+++ Data for this task +++

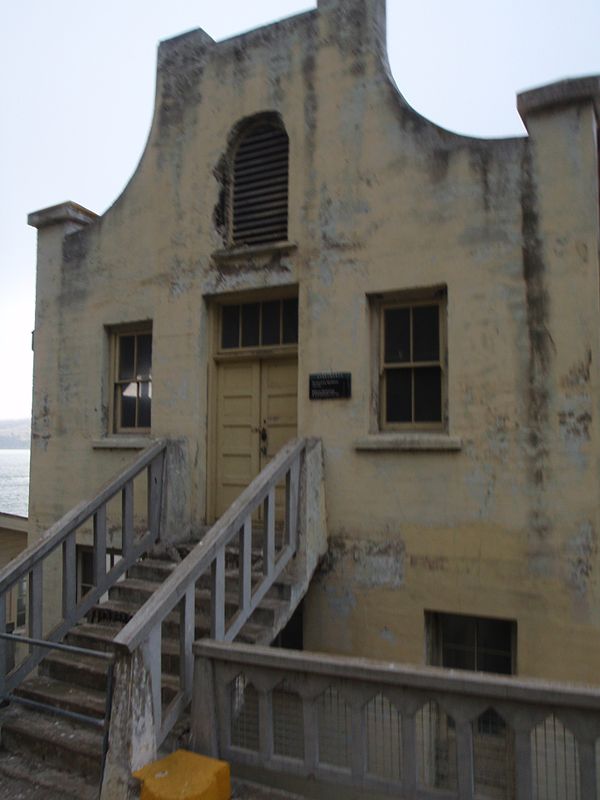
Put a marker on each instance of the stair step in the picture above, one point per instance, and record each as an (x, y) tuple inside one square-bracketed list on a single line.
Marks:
[(27, 775), (59, 694), (54, 741)]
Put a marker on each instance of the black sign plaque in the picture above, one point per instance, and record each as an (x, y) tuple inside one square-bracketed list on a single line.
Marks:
[(330, 386)]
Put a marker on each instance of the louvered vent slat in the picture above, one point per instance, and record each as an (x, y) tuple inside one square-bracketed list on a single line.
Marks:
[(260, 187)]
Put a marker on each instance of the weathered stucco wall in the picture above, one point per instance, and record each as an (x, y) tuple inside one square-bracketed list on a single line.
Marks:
[(381, 200)]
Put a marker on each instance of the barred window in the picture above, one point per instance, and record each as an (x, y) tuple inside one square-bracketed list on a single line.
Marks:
[(133, 380), (412, 369)]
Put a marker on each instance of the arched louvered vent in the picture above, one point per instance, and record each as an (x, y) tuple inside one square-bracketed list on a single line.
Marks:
[(260, 186)]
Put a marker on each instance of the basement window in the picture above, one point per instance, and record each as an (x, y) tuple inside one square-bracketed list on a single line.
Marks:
[(132, 360), (259, 184)]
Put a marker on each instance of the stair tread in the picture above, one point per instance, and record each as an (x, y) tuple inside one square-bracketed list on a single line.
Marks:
[(49, 782), (203, 594), (70, 735), (63, 695)]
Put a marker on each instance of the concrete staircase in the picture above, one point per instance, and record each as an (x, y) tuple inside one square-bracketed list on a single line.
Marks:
[(58, 754)]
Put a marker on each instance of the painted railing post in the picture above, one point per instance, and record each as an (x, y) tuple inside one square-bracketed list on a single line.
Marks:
[(3, 646), (99, 555), (204, 738), (132, 732), (69, 575)]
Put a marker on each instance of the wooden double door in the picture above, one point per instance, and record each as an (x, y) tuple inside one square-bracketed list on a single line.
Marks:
[(256, 414)]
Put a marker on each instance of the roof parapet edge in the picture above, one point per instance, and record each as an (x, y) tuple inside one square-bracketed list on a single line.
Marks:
[(560, 93), (61, 213)]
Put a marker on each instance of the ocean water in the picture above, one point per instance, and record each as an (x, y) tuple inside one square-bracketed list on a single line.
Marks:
[(14, 482)]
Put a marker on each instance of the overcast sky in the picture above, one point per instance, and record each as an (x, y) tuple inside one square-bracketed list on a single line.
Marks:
[(77, 90)]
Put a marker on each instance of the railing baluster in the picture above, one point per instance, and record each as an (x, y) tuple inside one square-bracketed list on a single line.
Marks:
[(359, 743), (409, 755), (3, 646), (154, 494), (291, 504), (127, 518), (245, 577), (35, 604), (69, 575), (587, 768), (155, 669), (187, 627), (311, 734), (218, 596), (99, 557), (523, 775), (464, 757), (265, 725), (269, 534)]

+++

* Task directions
Take each line of the material above that holds the string "louvered" and copy it.

* Answer box
Put a marker on each instance of the louvered vent slat in the picture above, one point per instance, and record each as an (x, y) tuple inside one square-bracketed list on a single line.
Put a marker on each instance of the arched louvered vent in the picture above, one point per instance, and record each as an (x, y) tuple inside one square-bracketed list on a single line.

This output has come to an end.